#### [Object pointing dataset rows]
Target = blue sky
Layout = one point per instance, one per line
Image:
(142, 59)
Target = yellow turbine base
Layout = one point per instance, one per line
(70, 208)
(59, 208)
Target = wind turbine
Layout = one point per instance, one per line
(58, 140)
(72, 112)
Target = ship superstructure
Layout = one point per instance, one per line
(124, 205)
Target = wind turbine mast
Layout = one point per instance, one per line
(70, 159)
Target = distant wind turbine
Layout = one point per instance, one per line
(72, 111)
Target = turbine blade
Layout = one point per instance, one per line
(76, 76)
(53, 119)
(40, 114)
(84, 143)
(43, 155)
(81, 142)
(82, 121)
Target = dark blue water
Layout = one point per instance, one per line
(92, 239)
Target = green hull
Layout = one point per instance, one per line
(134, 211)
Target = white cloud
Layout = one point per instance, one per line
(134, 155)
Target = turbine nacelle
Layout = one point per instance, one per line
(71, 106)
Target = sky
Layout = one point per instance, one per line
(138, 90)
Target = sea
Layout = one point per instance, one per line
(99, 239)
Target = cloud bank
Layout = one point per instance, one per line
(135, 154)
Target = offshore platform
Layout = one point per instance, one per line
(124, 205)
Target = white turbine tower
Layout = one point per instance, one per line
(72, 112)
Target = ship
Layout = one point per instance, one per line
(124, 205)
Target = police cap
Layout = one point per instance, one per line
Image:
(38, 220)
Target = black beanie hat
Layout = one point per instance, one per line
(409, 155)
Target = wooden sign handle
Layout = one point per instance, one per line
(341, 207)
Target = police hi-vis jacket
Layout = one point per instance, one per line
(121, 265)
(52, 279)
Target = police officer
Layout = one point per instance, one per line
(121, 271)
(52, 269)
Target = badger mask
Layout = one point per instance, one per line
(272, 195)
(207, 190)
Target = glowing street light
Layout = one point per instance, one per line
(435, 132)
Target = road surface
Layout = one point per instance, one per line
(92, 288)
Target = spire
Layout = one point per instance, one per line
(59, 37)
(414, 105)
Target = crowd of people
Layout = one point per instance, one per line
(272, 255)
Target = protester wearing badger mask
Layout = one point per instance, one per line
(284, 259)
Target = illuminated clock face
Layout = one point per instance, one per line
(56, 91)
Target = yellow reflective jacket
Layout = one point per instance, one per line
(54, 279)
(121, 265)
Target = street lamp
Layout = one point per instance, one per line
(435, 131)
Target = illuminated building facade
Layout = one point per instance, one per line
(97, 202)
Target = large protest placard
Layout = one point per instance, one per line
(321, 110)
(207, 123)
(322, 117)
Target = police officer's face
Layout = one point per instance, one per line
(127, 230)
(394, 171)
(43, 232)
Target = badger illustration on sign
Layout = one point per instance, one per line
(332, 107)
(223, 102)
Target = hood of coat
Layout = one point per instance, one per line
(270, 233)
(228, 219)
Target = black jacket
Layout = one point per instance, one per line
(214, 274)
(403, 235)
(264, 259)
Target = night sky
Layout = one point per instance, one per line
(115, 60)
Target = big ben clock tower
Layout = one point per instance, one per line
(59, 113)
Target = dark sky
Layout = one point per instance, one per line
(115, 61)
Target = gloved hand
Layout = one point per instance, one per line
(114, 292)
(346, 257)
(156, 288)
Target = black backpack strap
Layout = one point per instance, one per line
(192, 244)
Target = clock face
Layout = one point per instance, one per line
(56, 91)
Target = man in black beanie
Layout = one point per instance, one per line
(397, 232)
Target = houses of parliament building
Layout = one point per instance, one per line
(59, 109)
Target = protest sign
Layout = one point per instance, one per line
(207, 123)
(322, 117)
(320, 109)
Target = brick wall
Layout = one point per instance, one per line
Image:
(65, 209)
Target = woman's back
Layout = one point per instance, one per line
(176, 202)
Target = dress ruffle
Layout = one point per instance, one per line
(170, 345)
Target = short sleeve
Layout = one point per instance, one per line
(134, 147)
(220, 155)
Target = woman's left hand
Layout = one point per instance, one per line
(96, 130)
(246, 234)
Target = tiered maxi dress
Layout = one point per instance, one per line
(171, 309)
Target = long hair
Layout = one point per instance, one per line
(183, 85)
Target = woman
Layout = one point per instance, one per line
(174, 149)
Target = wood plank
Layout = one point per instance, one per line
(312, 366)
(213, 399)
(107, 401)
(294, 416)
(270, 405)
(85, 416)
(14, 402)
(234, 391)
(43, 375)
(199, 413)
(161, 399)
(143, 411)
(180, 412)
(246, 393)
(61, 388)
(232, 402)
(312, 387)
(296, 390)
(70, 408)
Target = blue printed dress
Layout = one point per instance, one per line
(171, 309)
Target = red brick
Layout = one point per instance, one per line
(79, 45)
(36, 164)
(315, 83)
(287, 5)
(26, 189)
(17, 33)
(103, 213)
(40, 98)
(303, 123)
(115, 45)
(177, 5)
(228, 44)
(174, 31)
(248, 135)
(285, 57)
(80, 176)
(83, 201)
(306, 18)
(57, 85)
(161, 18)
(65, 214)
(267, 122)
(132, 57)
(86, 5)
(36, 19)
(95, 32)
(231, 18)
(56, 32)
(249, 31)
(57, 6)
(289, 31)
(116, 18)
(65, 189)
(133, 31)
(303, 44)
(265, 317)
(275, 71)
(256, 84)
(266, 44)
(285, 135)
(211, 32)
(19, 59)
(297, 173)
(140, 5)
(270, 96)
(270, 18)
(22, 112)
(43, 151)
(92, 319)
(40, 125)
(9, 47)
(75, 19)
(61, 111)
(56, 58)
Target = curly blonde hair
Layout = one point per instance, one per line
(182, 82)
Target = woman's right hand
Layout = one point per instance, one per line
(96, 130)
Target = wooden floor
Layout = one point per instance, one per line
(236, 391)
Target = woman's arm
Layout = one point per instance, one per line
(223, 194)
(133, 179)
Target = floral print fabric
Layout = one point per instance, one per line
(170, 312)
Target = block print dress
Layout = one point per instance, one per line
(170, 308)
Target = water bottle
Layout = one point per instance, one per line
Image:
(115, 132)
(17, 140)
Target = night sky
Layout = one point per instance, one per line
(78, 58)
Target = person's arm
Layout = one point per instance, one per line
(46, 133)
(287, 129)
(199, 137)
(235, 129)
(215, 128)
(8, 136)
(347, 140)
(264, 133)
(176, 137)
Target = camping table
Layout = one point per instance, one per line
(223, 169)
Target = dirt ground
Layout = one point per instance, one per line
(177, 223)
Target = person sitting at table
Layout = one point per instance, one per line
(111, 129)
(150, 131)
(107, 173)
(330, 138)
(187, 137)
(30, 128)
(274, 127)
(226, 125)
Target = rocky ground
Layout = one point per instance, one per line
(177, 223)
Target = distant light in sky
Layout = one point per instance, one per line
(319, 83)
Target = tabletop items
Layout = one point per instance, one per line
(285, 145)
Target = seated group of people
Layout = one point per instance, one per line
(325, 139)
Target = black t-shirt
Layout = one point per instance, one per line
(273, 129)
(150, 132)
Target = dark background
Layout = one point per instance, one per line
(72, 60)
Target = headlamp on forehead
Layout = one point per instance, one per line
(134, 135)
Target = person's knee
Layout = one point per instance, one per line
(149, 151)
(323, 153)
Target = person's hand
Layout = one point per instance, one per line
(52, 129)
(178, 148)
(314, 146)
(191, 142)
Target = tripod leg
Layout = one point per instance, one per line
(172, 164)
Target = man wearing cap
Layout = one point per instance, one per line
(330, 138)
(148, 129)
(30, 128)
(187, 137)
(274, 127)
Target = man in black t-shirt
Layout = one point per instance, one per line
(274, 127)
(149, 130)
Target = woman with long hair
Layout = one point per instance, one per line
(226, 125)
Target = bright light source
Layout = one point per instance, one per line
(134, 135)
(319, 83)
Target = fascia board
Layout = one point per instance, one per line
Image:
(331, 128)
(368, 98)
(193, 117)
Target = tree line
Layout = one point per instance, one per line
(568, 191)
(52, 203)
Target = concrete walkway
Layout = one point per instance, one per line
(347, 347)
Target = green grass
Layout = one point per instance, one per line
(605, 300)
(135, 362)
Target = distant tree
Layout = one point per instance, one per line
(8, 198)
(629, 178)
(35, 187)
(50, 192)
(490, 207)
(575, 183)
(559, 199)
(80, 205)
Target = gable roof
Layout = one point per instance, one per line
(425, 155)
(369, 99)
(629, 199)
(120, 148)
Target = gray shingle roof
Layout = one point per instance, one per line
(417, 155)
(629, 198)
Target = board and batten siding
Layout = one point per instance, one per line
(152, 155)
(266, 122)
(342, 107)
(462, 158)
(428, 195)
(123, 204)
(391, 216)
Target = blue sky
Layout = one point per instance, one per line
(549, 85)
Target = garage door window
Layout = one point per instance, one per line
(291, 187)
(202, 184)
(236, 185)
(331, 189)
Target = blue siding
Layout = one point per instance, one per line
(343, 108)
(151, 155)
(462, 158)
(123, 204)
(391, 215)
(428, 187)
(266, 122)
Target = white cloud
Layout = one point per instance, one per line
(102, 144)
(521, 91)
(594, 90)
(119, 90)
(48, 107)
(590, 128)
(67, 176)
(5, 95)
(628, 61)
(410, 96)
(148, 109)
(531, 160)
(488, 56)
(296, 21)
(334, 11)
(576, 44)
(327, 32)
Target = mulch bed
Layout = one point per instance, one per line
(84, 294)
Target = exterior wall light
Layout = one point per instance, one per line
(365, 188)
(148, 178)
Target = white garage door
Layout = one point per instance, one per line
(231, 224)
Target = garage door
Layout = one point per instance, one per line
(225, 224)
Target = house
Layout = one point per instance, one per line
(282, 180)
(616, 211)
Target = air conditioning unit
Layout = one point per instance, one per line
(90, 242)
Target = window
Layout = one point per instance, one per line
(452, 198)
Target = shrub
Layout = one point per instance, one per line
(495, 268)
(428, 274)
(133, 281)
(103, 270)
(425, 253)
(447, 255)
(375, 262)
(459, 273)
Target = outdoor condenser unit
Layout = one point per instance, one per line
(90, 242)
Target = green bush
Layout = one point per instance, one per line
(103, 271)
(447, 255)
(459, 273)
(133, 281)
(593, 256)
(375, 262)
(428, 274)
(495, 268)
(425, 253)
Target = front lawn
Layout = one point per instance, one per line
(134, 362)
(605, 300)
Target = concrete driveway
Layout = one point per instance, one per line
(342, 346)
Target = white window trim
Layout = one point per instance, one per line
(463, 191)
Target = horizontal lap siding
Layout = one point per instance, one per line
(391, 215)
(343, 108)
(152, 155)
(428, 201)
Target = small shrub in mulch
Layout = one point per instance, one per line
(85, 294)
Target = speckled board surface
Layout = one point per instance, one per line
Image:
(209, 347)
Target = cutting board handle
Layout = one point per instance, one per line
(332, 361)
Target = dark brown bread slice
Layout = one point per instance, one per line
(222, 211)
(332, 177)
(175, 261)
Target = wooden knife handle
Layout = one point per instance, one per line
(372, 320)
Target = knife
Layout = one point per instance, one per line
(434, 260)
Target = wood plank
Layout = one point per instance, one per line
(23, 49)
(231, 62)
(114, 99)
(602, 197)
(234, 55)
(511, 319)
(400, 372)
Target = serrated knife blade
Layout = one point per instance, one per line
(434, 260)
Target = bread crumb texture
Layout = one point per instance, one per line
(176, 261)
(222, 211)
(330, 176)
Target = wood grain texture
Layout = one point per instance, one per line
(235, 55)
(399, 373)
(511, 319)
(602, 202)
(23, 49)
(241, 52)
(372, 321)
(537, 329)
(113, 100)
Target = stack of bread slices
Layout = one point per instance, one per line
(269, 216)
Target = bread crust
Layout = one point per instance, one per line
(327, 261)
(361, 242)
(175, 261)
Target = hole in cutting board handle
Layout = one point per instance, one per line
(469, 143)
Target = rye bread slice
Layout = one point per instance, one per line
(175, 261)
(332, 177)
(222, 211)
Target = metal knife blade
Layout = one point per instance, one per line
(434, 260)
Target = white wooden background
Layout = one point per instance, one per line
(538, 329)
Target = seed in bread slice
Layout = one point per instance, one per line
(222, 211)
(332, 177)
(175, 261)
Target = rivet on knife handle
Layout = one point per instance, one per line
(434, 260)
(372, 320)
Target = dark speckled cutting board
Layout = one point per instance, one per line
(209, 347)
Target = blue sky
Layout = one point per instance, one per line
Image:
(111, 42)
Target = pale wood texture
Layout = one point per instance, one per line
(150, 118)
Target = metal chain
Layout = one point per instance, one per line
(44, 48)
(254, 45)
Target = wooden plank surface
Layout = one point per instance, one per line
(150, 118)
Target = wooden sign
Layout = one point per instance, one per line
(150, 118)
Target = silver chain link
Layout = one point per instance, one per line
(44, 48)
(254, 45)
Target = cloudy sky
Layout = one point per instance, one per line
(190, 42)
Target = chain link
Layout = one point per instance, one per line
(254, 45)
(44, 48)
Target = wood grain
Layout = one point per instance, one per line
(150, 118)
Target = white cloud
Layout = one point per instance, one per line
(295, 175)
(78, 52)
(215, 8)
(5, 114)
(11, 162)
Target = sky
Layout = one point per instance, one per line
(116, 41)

#### [What is required]
Give again, word for word, every line from the one holding "Target = wooden plank surface" to the end of the data.

#### [The answer]
Target = wooden plank surface
Layout = one point per instance, one per line
(150, 118)
Target = wooden sign
Layout = one point per instance, one per line
(150, 118)
Target = silver chain link
Layout = one point per instance, one per line
(44, 48)
(254, 45)
Target = cloudy sky
Layout = one point per instance, one per line
(190, 42)
Target = chain link
Layout = one point per instance, one per line
(254, 45)
(44, 48)
Target = wood grain
Layout = one point per instance, one per line
(150, 118)
Target = white cloud
Layout = one point per instance, one per line
(295, 175)
(78, 52)
(215, 8)
(5, 114)
(11, 162)
Target = sky
Layout = one point per instance, one per line
(116, 41)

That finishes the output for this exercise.